## BEGIN Text section
On Tue, Mar 5, 2019 at 6:40 PM INADA Naoki <songofacandy@gmail.com> wrote:
This is why function and methods are better:
* Easy to search.
## Merits of dict.merge() over operator +
* Easy to Google (e.g. "python dict merge").
This keeps getting thrown around. It's simply not true. https://www.google.com/search?q=%7B**d1%2C+**d2%7D First hit when I do that search is Stack Overflow: https://stackoverflow.com/questions/2255878/what-does-mean-in-the-expression... which, while it's not specifically about that exact syntax, does mention it in the comments on the question. Symbols ARE searchable. In fact, adding the word "python" to the beginning of that search produces a number of very useful hits, including a Reddit thread on combining dictionaries, and PEP 584 itself. Please can people actually test these lines of argument before reiterating them? ChrisA
On Tue, Mar 5, 2019 at 5:23 PM Chris Angelico <rosuav@gmail.com> wrote:
On Tue, Mar 5, 2019 at 6:40 PM INADA Naoki <songofacandy@gmail.com> wrote:
This is why function and methods are better:
* Easy to search.
## Merits of dict.merge() over operator +
* Easy to Google (e.g. "python dict merge").
## END Text section
## BEGIN Dataset content
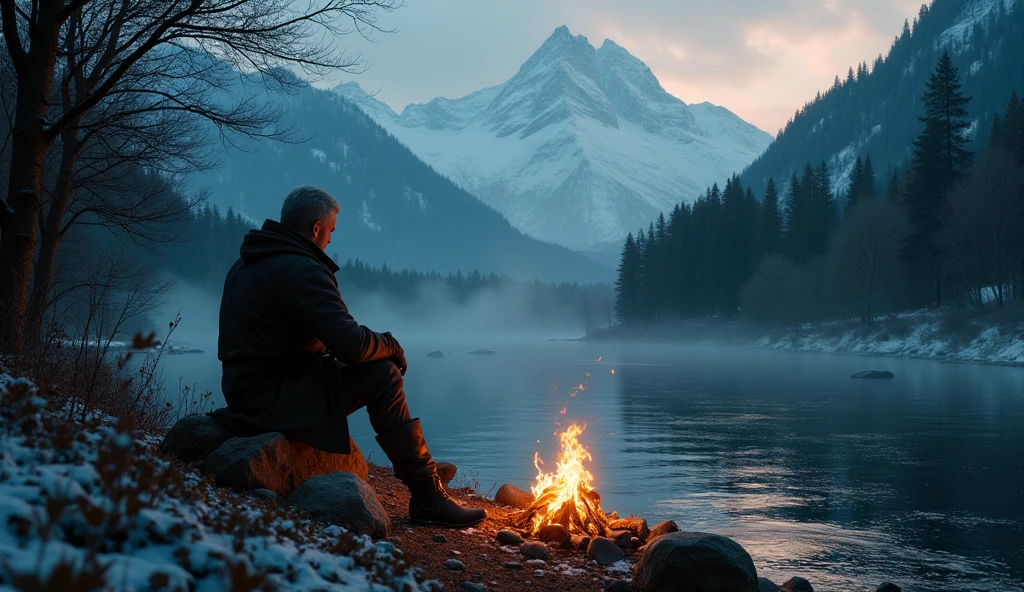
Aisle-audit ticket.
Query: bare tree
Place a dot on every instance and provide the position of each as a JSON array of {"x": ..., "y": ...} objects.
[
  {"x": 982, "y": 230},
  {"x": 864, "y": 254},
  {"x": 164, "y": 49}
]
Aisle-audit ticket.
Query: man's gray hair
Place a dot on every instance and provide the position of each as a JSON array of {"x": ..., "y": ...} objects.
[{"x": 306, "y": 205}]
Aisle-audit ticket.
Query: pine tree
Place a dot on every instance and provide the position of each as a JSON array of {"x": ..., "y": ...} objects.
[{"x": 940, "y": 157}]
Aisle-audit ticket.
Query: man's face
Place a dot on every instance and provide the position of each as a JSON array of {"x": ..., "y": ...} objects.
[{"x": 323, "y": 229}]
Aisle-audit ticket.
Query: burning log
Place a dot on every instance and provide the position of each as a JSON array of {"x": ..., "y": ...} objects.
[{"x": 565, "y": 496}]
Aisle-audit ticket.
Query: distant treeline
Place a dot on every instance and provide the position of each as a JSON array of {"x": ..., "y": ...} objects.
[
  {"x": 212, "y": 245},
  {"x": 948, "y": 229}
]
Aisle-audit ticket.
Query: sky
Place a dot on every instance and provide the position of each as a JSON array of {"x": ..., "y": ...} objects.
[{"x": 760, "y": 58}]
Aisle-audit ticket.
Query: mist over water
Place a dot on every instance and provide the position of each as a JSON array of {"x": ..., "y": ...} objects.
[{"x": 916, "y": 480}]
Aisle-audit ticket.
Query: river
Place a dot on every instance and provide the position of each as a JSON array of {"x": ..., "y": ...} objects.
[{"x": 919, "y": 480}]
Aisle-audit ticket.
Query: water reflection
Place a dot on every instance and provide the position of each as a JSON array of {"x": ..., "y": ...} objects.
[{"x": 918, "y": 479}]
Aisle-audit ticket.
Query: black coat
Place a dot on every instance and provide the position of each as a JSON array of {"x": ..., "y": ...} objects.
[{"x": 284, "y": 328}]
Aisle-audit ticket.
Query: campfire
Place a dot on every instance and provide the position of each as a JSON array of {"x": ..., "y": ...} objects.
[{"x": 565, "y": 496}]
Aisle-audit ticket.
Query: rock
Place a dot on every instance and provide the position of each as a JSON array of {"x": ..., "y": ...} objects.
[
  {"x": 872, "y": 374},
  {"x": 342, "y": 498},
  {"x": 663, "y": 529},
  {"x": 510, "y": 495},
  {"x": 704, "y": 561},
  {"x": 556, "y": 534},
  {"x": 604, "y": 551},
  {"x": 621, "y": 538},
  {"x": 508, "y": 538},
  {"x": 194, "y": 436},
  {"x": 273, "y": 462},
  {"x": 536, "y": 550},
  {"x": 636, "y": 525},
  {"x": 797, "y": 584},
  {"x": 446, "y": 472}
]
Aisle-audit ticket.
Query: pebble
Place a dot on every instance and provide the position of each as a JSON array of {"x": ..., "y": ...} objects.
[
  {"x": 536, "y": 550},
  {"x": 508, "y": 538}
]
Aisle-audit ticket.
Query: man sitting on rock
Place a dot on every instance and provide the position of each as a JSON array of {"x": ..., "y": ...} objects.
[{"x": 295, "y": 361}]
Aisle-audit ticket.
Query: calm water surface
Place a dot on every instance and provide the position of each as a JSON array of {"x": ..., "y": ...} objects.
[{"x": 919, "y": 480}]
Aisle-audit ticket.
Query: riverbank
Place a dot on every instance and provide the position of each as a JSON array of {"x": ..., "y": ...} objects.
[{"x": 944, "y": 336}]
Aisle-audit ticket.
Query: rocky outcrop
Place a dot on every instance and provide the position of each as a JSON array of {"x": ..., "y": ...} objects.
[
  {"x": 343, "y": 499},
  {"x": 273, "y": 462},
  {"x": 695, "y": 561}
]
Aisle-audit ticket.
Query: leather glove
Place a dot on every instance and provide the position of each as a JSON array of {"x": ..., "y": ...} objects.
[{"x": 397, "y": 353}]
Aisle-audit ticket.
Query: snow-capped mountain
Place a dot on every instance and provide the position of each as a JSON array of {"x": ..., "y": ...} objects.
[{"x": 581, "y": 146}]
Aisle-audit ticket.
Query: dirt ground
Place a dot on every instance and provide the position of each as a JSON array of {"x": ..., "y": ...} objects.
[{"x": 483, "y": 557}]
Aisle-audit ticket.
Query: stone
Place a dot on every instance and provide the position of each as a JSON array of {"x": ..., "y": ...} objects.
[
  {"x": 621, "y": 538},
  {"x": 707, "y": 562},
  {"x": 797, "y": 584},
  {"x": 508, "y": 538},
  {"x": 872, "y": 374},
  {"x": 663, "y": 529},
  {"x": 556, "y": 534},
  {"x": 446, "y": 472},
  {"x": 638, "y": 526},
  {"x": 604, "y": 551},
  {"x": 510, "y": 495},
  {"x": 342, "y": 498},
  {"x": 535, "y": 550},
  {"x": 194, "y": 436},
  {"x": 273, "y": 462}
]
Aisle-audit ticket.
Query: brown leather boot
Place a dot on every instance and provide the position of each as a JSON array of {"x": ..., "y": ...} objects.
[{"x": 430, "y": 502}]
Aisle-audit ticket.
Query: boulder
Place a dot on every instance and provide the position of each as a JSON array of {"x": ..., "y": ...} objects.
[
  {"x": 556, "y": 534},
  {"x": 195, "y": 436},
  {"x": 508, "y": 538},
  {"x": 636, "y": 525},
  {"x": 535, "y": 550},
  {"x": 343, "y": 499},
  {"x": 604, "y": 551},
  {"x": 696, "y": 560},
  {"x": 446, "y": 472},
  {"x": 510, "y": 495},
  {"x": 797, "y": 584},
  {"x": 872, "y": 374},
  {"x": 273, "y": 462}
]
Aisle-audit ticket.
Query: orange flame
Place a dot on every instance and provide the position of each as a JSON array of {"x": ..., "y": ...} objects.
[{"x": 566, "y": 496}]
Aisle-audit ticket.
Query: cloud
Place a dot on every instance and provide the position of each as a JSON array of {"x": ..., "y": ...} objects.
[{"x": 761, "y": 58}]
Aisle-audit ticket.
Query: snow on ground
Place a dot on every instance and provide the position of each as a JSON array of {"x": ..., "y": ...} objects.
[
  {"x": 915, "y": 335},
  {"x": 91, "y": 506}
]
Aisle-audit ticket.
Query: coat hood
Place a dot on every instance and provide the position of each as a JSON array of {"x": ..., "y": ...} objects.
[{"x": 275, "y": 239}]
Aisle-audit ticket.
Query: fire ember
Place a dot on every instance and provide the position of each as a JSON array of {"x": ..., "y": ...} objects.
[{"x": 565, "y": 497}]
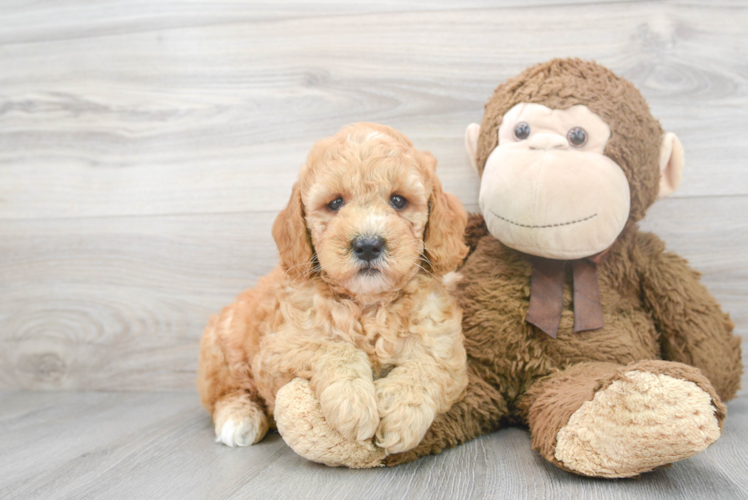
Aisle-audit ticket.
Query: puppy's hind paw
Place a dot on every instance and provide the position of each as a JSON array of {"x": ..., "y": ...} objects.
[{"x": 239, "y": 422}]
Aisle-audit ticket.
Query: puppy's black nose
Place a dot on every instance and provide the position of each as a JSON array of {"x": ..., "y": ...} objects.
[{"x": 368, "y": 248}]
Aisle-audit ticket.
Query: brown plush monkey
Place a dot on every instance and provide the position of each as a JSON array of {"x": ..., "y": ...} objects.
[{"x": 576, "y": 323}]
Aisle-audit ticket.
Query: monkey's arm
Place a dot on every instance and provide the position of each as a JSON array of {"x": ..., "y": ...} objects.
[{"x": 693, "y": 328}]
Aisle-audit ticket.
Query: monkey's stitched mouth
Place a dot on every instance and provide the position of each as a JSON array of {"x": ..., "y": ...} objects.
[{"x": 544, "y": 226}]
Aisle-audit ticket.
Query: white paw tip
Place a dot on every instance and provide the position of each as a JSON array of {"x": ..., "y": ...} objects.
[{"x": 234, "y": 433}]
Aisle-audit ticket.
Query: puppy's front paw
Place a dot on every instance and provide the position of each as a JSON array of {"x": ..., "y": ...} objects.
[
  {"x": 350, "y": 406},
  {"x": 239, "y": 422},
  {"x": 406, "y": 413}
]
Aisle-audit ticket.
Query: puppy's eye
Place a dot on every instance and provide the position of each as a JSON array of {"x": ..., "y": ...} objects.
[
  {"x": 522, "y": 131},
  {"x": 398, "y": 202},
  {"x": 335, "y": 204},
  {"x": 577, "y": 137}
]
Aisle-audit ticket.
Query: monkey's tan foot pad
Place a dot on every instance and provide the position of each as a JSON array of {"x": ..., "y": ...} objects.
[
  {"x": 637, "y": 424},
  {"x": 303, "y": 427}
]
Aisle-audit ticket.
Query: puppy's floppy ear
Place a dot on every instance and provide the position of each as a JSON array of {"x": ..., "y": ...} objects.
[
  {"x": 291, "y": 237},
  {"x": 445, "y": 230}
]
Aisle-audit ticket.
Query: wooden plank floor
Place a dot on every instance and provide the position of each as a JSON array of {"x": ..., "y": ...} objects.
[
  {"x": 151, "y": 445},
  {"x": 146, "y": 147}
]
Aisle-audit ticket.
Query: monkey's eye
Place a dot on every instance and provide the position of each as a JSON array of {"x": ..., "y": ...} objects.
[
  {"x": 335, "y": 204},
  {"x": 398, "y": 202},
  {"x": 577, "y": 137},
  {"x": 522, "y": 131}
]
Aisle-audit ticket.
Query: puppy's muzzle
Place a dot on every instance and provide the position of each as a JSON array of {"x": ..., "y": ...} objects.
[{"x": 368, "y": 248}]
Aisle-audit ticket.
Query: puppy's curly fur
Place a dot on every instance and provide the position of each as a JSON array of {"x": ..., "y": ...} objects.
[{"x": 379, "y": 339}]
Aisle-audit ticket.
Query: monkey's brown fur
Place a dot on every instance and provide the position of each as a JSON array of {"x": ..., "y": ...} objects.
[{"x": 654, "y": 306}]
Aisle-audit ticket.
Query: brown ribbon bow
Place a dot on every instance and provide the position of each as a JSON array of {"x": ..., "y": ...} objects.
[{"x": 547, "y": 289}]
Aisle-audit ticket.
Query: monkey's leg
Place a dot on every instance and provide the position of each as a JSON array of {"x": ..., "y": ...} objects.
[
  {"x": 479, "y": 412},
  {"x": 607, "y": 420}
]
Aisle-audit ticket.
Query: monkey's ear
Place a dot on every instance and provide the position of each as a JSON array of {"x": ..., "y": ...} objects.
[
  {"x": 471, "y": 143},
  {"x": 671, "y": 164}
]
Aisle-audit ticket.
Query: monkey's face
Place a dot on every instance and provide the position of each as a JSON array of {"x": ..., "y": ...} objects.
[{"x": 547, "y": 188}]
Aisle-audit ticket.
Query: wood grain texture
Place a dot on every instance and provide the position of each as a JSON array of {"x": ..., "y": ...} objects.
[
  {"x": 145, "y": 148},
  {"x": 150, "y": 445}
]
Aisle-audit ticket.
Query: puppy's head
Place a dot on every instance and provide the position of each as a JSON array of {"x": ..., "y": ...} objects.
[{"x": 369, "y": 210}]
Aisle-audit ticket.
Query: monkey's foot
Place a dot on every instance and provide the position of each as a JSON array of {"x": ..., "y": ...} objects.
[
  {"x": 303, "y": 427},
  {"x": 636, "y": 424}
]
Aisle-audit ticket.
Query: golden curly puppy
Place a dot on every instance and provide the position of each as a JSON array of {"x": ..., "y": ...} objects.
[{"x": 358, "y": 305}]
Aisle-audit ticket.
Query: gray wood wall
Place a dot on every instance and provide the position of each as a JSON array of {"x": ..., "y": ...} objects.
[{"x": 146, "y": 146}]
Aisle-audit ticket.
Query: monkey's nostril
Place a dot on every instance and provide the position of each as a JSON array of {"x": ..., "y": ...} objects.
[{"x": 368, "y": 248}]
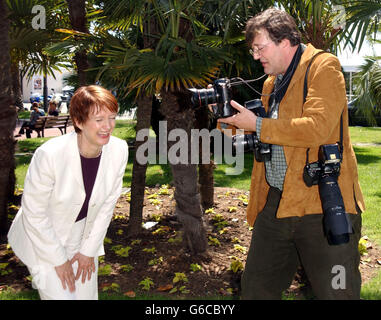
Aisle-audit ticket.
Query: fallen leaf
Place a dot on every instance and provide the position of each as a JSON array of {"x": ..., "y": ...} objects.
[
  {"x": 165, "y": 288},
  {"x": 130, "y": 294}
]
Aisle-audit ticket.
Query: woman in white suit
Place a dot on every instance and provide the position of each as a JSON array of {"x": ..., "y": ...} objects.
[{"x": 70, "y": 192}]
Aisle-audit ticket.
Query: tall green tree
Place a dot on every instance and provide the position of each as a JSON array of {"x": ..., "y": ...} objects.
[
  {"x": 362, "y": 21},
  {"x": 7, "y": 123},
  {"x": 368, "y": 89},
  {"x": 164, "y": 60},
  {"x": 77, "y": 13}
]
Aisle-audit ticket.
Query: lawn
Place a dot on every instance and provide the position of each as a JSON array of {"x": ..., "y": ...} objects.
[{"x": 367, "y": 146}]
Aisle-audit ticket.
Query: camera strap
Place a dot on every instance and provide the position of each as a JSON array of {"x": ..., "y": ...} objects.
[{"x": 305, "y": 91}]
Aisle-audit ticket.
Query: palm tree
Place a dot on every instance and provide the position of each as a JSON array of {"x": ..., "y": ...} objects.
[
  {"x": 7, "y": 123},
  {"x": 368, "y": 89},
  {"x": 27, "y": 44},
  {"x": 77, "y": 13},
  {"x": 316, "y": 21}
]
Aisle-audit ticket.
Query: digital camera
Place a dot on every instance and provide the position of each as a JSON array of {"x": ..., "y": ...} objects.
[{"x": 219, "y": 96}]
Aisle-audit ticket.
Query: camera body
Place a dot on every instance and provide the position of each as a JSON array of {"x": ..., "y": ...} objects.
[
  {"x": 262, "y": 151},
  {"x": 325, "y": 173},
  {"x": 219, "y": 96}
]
## END Dataset content
**Task details**
Translate this sentence from the mailing-list thread into Spanish: "Please can people actually test these lines of argument before reiterating them?"

**Reply**
Por favor, ¿puede la gente comprobar de verdad estas líneas de argumentación antes de reiterarlas?